Extract to read:
Opinion
No. 5D12–2394.
2013-02-8
Thomas B. Shorter, III, Wewahitchka, pro se. Pamela Jo Bondi, Attorney General, Tallahassee, and Douglas T. Squire, Assistant Attorney General, Daytona Beach, for Appellee.
Thomas B. Shorter, III, Wewahitchka, pro se. Pamela Jo Bondi, Attorney General, Tallahassee, and Douglas T. Squire, Assistant Attorney General, Daytona Beach, for Appellee.
, J.
The appellant, Thomas Shorter, appeals the denial of his motion for postconviction relief pursuant to Florida Rule of Criminal Procedure 3.850. The postconviction court denied Shorter's motion after an evidentiary hearing, concluding that Shorter's ineffective assistance of counsel claim failed to meet either prong of the Strickland test. We reverse.
Strickland v. Washington, 466 U.S. 668, 104 S.Ct. 2052, 80 L.Ed.2d 674 (1984).
Shorter was on conditional release when he was arrested and charged for the sale of cocaine. He subsequently entered a plea of no contest to the charge and was sentenced to 19 months' imprisonment. There was no mention at the combined plea and sentencing hearing regarding whether the plea was to run concurrently or consecutively to any prior sentence. However, the Parole Commission later ruled that Shorter violated his conditional release and he would have to serve out his prior sentence before serving the sentence on the charge for selling cocaine.

Information shown:
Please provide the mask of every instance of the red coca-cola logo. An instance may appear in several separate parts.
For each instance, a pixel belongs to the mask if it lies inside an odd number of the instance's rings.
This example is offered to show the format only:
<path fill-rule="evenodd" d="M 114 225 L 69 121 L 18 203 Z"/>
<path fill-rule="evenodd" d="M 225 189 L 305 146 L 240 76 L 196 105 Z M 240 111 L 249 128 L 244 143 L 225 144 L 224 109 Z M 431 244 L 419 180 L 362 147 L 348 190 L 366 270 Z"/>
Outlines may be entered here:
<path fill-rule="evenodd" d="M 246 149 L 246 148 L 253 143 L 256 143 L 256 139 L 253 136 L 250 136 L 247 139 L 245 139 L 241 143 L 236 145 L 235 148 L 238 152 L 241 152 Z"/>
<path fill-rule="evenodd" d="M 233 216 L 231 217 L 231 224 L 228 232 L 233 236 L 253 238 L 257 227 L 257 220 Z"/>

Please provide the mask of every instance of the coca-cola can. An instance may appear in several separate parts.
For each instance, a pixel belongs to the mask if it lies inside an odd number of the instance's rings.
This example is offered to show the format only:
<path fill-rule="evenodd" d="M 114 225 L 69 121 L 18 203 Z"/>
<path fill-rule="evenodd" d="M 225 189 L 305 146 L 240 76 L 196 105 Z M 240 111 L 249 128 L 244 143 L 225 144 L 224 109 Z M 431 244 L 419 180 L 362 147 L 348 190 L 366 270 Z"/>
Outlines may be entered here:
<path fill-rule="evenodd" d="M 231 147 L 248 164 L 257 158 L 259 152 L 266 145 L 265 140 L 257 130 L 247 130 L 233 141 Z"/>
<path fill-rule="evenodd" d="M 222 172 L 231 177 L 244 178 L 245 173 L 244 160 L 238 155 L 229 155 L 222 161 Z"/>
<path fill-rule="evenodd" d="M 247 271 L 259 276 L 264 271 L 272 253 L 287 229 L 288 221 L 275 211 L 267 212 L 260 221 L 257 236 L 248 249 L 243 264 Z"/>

To-do list:
**A)** Name every city that appears in the court opinion.
**B)** Continue the court opinion from the point where it ends.

Responses to the tasks:
**A)** Wewahitchka, Tallahassee, Daytona Beach

**B)**
Shorter subsequently filed a motion to withdraw his plea pursuant to Florida Rule of Criminal Procedure 3.850, alleging that he received ineffective assistance of counsel on the cocaine charge because he had told his attorney that he wanted the sentence to run concurrently with his prior sentence, from which he was on conditional release. The motion alleged that Shorter had been affirmatively misadvised by his lawyer that the court did not have jurisdiction to make the current sentence run either consecutively or concurrently to his prior sentence because the Parole Commission had not yet held a hearing on his violation of the conditional release and, thus, there was no disposition of the prior sentence.
At the evidentiary hearing on Shorter's 3.850 motion, both the assistant state attorney and Shorter's lawyer represented to the court that there had been no affirmative misadvice by counsel, because it would have been without jurisdiction to make Shorter's sentence concurrent or consecutive as it was an undetermined sentence. Shorter's lawyer acknowledged that he had advised Shorter of this at the time the plea was offered and this is what Shorter understood the law to be. The trial court agreed with the attorneys regarding the legal effect of the violation and denied the motion.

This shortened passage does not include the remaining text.